# Input for this task
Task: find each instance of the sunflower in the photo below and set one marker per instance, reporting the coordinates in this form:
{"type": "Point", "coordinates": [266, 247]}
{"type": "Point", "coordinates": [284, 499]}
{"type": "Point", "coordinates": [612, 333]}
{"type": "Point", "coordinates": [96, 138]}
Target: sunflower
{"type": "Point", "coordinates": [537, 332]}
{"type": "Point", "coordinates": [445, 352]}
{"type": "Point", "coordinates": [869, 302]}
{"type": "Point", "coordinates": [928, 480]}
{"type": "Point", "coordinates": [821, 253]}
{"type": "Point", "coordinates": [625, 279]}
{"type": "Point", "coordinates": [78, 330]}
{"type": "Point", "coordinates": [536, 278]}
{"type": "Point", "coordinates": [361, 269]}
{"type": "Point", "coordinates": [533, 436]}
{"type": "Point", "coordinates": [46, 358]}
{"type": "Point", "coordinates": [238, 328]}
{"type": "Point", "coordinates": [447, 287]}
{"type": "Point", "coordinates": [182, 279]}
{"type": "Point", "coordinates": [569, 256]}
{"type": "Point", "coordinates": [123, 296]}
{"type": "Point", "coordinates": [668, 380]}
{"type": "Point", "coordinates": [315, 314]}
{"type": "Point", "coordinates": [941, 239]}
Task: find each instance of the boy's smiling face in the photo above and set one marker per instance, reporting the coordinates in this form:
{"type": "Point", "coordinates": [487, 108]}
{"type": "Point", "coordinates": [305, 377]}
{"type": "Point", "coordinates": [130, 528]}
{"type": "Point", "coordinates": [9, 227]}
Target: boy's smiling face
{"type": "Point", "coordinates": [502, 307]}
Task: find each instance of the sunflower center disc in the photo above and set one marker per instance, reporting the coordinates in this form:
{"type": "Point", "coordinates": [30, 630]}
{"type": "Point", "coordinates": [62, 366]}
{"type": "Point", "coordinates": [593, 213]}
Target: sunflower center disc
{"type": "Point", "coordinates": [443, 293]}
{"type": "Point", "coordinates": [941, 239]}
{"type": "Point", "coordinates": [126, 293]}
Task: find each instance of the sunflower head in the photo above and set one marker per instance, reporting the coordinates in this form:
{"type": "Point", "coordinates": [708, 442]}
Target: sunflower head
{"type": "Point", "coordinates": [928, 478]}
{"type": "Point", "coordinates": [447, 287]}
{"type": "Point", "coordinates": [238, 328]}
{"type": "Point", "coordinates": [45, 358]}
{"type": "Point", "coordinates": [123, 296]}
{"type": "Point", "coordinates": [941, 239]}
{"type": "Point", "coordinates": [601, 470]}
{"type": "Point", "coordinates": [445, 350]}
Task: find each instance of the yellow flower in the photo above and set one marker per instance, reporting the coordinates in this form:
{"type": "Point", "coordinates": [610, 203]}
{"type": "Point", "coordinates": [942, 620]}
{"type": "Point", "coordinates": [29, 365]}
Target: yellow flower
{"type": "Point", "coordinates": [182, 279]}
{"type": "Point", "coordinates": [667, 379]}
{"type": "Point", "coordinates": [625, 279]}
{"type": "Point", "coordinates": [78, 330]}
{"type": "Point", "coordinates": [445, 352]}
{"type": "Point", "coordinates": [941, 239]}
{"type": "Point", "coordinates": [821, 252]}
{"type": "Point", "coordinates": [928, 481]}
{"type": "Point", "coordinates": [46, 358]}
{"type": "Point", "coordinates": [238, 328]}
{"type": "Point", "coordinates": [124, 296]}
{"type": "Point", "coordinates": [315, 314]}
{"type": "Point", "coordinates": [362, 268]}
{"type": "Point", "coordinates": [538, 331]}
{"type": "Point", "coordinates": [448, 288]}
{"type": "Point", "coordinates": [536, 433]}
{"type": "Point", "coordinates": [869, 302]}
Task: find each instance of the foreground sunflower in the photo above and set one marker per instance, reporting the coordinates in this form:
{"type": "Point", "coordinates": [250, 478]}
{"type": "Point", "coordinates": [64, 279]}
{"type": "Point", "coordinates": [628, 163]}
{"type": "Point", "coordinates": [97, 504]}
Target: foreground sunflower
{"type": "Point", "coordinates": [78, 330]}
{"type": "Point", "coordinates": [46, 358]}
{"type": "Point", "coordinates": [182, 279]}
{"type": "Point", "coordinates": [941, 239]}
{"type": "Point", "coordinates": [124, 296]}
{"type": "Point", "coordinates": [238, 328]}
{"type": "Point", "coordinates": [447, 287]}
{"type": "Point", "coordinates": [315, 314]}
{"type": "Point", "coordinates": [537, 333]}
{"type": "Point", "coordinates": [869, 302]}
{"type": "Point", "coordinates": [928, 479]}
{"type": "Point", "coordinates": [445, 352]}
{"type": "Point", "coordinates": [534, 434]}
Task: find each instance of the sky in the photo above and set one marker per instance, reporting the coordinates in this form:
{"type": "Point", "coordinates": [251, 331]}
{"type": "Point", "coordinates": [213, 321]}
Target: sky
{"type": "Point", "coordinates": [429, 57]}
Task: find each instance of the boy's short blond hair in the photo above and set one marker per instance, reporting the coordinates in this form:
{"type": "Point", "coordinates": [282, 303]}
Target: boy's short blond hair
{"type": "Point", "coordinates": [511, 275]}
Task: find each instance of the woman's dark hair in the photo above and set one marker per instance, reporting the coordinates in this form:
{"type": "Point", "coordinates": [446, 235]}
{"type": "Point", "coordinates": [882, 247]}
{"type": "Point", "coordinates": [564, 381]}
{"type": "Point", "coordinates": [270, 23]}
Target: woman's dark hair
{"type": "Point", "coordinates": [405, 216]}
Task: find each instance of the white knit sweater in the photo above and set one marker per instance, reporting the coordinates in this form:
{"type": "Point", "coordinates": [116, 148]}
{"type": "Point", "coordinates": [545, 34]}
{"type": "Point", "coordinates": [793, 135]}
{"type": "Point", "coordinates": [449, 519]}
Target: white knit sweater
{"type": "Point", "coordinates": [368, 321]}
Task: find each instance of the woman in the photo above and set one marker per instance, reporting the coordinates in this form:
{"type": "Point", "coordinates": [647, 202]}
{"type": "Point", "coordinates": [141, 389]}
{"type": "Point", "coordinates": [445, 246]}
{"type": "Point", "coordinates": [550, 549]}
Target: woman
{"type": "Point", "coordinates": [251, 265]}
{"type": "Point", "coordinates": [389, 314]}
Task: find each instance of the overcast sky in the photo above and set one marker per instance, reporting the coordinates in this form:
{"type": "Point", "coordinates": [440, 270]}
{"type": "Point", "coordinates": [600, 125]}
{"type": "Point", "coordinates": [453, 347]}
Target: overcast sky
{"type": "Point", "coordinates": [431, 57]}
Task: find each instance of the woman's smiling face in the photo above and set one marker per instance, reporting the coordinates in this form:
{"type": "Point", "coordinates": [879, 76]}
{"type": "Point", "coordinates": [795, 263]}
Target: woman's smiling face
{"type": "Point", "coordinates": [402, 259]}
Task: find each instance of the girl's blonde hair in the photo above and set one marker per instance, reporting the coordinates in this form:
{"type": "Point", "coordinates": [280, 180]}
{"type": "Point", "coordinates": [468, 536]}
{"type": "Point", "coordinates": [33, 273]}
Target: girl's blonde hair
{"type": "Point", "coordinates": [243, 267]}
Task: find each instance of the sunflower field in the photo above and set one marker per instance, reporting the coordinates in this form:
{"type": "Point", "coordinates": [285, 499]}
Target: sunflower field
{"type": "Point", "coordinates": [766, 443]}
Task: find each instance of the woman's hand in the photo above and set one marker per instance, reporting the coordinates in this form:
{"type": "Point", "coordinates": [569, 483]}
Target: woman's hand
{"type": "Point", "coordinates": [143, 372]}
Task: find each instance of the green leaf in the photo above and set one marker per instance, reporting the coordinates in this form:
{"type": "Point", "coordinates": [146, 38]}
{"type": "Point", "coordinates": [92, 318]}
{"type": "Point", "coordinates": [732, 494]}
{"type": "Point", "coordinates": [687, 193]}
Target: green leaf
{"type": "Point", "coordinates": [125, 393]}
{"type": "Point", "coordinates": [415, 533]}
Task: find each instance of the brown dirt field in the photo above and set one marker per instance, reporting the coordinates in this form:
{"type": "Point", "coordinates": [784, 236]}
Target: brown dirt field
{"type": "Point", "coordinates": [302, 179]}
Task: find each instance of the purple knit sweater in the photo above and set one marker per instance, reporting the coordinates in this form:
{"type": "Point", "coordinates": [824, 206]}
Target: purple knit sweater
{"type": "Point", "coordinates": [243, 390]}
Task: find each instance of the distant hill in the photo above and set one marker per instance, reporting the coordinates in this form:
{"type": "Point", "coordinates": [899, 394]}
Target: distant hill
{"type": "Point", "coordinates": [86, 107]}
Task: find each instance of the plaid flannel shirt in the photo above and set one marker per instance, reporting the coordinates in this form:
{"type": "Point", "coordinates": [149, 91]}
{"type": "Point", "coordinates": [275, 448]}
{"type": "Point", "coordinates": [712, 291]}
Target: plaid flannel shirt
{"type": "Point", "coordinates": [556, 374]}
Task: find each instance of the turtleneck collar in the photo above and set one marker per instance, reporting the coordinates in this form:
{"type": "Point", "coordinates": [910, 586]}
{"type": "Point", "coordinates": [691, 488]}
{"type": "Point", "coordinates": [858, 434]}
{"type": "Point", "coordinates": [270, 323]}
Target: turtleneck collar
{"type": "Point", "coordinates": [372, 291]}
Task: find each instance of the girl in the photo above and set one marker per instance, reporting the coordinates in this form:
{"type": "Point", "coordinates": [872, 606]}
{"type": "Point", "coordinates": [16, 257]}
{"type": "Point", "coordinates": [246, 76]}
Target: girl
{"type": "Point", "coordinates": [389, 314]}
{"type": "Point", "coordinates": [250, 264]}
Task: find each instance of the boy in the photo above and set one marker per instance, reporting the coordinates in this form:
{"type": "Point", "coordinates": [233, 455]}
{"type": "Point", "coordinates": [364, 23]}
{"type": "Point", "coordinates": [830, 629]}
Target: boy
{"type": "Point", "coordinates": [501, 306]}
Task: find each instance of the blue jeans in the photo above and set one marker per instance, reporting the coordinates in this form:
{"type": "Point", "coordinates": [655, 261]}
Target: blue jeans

# Task
The string "blue" appears in some lines of the material. Report how many, and nothing more.

# Answer section
2